[Data lines]
+++

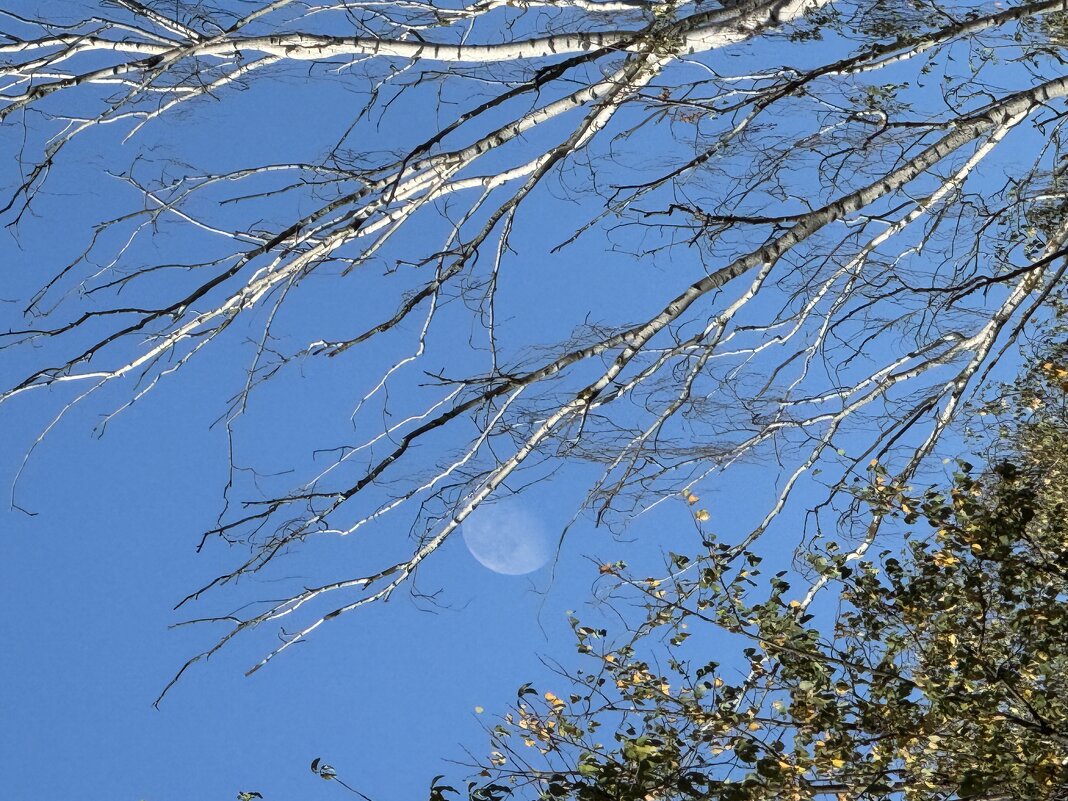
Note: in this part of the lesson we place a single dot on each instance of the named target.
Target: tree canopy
(443, 251)
(937, 672)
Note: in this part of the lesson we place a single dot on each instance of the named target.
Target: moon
(506, 538)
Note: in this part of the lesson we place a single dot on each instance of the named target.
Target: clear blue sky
(90, 581)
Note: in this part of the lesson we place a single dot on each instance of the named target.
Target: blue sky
(91, 578)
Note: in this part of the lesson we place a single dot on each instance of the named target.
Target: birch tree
(836, 218)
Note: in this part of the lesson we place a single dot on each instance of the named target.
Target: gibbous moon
(506, 538)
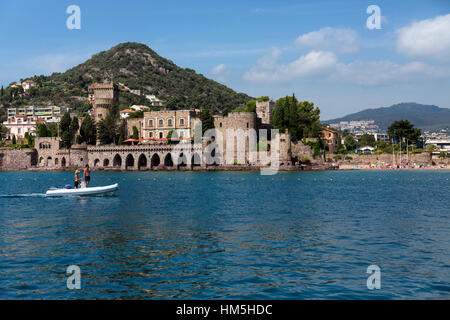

+++

Copy out the whole listing above with every line kept, shifting each point coordinate by adding 126 to both of its numbers. Leave the picture lines out of your answer.

Note: in this part of the lesson we place a single dot on each instance of the named target.
Target: tree canopy
(569, 377)
(1063, 798)
Note: in this part of the lesson we place a single dot on each instance of the named target.
Target: moon
(632, 664)
Note: in this part of the lesson we place a single dot on each instance of the named target.
Target: clear blue sky
(216, 707)
Note: in this part of the lesson we place a single dot on each instance of the named target.
Target: blue sky
(217, 704)
Note: in this part of the lesson we place a single dot on each instance of the named target.
Target: birch tree
(962, 344)
Note: in this part of the lesson we place a single dot on each instance of the named target.
Target: gibbous moon
(632, 664)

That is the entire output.